Exercise task A =>
Gather every row below that contains the word "table".
— begin Text excerpt —
Using Accents and Diacritics in English
To many speakers of English, there is something distinctly foreign about those small symbols that accompany letters in words like piñata, café, and many more. The reason for this is no mystery; they have never been a prominent part of the English writing system, unlike most languages that use a Latin script. Although many people call them accents, the correct name for these symbols is diacritic mark or simply diacritic. The term accent specifically refers to a subclass of some of the more common diacritics.
Because they are uncommon and may be difficult to enter using a standard English keyboard, writers might be tempted to omit them. But is this acceptable practice? If not, can we at least dispense with some of them? Read on to find out.
Diacritics in Borrowings
Many languages make extensive use of diacritics, and English has absorbed a steady stream of foreign words and expressions throughout its development, particularly from French. These borrowings sometimes come with diacritics, including the following common symbols:
Words and expressions that are less well established in English, such as piñata (from Spanish), raison d’être (from French) and açai (from Portuguese), generally include their original diacritics. English speakers are more likely to omit the diacritics from words they consider to have become part of their language, which is why they are no longer found in such words as hotel, role and elite—from the French words hôtel, rôle and élite. Meanwhile, a number of other French-derived words frequently occur both with and without diacritics, for example café/cafe, façade/facade and naïve/naive. Although these words have a long history in English, most people are aware of their French origins, which may explain why their diacritics often persist.
Additionally, most English speakers have some knowledge of how the diacritics in these words work. They know that the acute accent in café means the final e is not silent (IPA: [eɪ]), and that the cedilla in façade denotes a soft c (IPA: [s]). This awareness may be another reason why diacritics are retained in certain words, but it can also cause them to be used incorrectly or inconsistently. Many a café in the English-speaking world offers its customers a latté, but the Italian word from which it derives, latte, is accent-free. Many job advertisements will ask candidates to send in a resumé, but the French word résumé includes two acute accents (resume, which drops the accents entirely, is also an acceptable form in English).
This haphazard application of diacritics stems from a misunderstanding of the symbols in question and is widely discouraged. However, different style guides have different opinions on whether they should be retained in borderline cases such as café and façade. Since each case can be viewed differently in terms of how well established the word is in English and how useful its diacritics are, it would be unusual for any writer to either use diacritics at every opportunity or reject them completely. A number of different approaches are acceptable as long as writers make sure that each word is spelled consistently throughout a text and that their chosen spelling is permitted by a reputable dictionary.
Proper nouns are another class of words that sometimes appear in English texts with diacritics. Naturally, most of these proper nouns refer to places outside of the English-speaking world or people whose names originate in a non-anglophone culture. Their diacritics are often among the most challenging for English speakers since they may find them completely unfamiliar: while most would have little trouble with the acute accent in the Mexican state of Querétaro, the t-comma in the Romanian city of Constanța might be harder to get right. Despite the potential for confusion and technical limitations (the t-comma could not even be entered using the Unicode Standard until 1999), it is good practice for writers to adhere to diacritics in proper nouns and to ensure that they are accurate by referring to the relevant resources.
— end Text excerpt —
— begin Supplied records —
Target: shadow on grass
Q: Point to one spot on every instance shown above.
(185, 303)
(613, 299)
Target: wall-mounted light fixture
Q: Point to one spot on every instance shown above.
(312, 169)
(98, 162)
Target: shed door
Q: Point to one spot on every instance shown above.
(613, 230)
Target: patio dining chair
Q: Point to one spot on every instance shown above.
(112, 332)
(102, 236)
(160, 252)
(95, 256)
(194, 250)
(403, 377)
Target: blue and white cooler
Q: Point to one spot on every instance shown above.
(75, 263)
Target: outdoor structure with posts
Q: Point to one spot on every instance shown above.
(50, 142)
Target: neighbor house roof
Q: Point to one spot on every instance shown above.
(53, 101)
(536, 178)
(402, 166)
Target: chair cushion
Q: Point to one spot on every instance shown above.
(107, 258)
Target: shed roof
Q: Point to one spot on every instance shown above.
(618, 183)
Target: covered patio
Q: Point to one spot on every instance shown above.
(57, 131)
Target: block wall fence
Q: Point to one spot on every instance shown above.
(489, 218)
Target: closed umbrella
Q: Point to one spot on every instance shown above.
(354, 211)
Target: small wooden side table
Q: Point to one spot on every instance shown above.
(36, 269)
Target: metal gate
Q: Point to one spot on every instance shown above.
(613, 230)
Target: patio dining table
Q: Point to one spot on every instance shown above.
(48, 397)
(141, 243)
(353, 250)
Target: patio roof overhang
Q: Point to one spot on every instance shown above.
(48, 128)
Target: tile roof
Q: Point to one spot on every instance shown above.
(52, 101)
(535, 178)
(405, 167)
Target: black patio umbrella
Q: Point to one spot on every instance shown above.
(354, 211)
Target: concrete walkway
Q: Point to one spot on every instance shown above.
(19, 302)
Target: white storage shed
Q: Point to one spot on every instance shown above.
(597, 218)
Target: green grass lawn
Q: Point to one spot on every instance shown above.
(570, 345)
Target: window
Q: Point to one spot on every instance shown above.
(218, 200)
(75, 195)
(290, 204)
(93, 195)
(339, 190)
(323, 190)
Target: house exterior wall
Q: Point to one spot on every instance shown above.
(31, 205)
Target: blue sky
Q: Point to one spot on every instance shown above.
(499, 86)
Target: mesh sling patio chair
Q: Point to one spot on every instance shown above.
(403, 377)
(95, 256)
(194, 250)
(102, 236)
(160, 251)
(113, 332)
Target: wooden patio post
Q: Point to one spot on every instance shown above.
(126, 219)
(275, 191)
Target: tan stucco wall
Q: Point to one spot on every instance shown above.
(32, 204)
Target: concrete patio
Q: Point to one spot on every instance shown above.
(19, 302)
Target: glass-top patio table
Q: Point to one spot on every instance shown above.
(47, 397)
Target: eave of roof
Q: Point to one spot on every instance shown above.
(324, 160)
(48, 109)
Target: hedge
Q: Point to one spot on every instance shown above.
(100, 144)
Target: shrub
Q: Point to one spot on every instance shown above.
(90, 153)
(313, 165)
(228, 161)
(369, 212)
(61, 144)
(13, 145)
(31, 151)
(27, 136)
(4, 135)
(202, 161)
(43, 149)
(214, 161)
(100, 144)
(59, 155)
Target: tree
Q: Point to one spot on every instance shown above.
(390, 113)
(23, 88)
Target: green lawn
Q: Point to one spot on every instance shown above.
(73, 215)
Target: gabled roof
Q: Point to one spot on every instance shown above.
— end Supplied records —
Exercise task B =>
Transcribe the article on diacritics word for word, from "Because they are" to "to find out.".

Response A =>
Target: small wooden side table
Target: patio dining table
Target: glass-top patio table

Response B =>
Because they are uncommon and may be difficult to enter using a standard English keyboard, writers might be tempted to omit them. But is this acceptable practice? If not, can we at least dispense with some of them? Read on to find out.